■ **Your goal**
Return, word for word, only the lines from the one containing "of the water" through the last line of the entries.

■ **Exercise data**
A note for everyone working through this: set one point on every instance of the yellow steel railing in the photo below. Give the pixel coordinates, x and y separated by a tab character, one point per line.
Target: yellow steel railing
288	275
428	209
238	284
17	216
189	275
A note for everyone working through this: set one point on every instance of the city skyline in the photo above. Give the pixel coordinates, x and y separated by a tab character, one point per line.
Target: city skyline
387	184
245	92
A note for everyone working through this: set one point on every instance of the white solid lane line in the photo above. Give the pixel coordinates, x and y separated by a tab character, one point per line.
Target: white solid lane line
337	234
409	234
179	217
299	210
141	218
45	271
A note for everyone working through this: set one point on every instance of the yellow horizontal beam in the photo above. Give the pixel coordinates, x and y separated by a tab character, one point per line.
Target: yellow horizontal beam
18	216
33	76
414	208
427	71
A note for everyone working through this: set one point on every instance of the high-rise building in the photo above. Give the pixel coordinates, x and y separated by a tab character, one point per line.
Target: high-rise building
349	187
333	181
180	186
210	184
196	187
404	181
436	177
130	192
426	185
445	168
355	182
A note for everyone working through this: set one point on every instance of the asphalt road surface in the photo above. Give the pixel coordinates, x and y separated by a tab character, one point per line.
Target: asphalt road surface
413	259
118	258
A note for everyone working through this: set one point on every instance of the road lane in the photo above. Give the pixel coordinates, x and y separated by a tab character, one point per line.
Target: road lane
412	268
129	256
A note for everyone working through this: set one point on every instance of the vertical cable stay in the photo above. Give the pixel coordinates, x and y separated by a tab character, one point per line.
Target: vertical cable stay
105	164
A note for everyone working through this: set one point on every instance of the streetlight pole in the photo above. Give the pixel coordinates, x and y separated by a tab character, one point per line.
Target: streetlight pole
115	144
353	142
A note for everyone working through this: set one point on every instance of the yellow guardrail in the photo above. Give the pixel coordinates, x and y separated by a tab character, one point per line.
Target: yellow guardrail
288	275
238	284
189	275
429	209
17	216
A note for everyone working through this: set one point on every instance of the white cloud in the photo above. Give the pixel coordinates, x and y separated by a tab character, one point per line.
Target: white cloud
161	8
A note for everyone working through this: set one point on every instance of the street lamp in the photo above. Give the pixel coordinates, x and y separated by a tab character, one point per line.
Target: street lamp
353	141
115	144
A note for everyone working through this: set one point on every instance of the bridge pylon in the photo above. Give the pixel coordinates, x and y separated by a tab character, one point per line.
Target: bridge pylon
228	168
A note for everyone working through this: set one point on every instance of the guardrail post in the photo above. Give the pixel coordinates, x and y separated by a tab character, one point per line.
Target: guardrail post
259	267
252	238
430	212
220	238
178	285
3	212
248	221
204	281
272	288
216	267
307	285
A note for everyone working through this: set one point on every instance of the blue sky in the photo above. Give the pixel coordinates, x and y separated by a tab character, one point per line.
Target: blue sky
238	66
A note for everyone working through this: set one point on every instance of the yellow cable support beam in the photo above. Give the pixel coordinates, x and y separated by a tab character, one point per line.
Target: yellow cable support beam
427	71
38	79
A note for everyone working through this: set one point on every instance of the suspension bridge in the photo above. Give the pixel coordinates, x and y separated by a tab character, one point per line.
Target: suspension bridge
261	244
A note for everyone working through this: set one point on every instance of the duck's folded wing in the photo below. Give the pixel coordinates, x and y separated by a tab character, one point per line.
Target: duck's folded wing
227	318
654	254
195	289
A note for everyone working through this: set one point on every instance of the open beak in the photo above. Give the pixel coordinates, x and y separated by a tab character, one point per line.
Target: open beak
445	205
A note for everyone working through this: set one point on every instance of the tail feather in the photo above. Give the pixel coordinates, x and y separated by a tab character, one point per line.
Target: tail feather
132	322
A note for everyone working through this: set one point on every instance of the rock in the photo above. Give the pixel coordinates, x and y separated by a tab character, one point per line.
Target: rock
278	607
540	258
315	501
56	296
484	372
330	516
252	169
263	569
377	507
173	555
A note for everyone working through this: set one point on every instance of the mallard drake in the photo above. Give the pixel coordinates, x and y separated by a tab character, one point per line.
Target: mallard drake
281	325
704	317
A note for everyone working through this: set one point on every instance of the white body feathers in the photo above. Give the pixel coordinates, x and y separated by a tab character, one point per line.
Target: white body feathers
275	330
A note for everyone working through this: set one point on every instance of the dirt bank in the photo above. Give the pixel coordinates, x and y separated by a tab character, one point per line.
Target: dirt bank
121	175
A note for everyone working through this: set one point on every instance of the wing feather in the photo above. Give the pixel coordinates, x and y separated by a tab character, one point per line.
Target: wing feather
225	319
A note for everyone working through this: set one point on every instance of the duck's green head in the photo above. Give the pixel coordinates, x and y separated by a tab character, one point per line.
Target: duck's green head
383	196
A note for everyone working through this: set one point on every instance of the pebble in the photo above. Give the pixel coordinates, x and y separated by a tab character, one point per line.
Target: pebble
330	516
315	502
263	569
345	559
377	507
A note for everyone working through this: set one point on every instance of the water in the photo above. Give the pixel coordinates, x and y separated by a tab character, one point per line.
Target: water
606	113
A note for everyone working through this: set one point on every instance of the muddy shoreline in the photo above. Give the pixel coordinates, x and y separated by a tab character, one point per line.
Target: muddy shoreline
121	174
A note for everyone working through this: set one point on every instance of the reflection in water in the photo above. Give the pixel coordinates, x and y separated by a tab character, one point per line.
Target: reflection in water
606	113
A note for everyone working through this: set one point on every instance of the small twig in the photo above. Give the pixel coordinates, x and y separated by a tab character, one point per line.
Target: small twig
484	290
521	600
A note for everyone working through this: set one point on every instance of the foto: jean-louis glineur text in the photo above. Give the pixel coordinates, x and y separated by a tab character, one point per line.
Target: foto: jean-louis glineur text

■ **Answer to the exercise**
A note for everyone working through this: set one point on every instance of the water in the photo above. Give the pixel coordinates, x and y separated by a tab character, one point per line.
Target: water
606	113
A note for everyone working through this: set one point on every instance of the muddy shoreline in the photo above. Give the pixel coordinates, x and y separated by a tab character, one point per line.
Target: muddy shoreline
121	174
A note for everyone working through this: set one point on every instance of the reflection in water in the photo above. Give the pixel coordinates, x and y separated by a tab character, one point per line.
Target: reflection in water
606	113
A note for everyone working through this: set one point on every instance of the small twig in the photo above. Give the pixel coordinates, x and y separated by a tab character, one point per line.
Target: small twig
484	290
521	600
A note for everyone working through this: set one point on every instance of the foto: jean-louis glineur text in the photo above. Give the pixel coordinates, x and y separated by a tab character, one point per line.
Target: foto: jean-louis glineur text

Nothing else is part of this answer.